**THE INPUT**
## START

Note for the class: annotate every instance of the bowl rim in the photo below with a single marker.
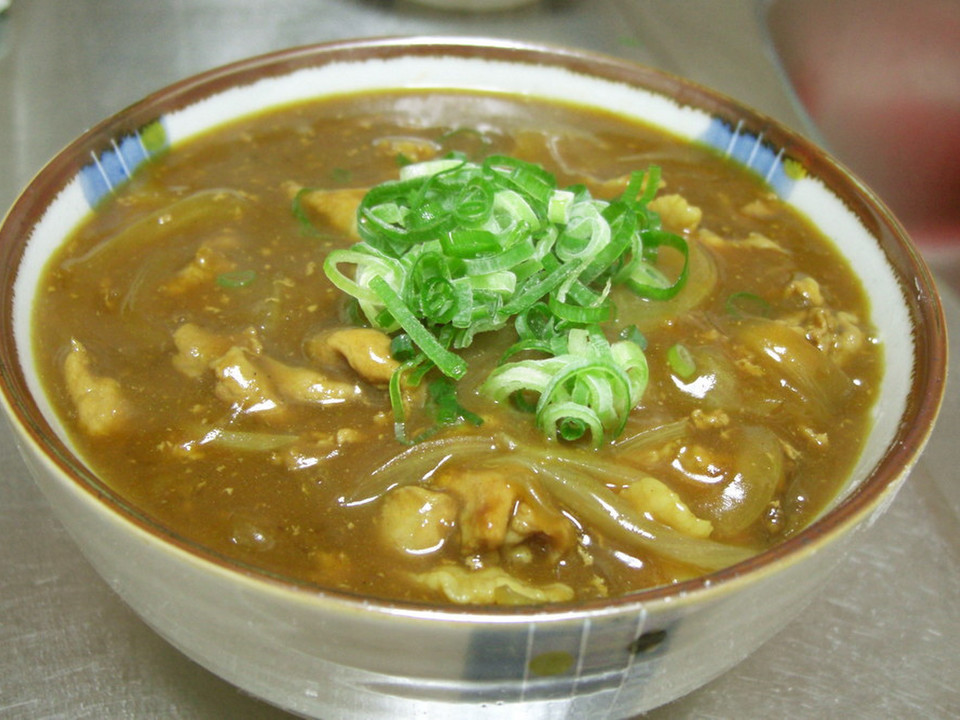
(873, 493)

## END
## START

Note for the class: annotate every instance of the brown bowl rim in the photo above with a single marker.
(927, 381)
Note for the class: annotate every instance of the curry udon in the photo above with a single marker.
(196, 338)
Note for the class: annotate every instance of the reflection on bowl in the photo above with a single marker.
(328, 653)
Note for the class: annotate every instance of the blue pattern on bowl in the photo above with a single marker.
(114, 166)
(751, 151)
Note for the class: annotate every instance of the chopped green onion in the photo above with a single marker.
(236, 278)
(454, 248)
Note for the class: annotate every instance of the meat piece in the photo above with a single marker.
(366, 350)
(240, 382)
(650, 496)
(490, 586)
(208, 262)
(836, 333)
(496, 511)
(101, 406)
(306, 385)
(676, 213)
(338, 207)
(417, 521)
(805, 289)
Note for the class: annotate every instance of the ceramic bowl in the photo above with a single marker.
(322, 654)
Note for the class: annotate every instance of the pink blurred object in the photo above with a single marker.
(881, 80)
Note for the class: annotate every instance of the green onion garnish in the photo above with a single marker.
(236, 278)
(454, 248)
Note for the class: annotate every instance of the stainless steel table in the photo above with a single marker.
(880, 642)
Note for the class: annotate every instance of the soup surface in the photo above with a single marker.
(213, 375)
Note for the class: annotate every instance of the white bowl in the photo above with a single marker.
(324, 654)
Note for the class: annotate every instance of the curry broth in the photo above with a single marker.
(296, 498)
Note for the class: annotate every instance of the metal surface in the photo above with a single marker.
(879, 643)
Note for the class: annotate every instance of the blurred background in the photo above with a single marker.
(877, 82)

## END

Collect each row above that contains the word "blurred" and copy it in full.

**EXERCISE RESULT**
Note for the class: annotate every instance of the pink blurred object in the photo above with a single marker.
Note for the class: annotate every instance of the blurred background in the photo above with a single marker.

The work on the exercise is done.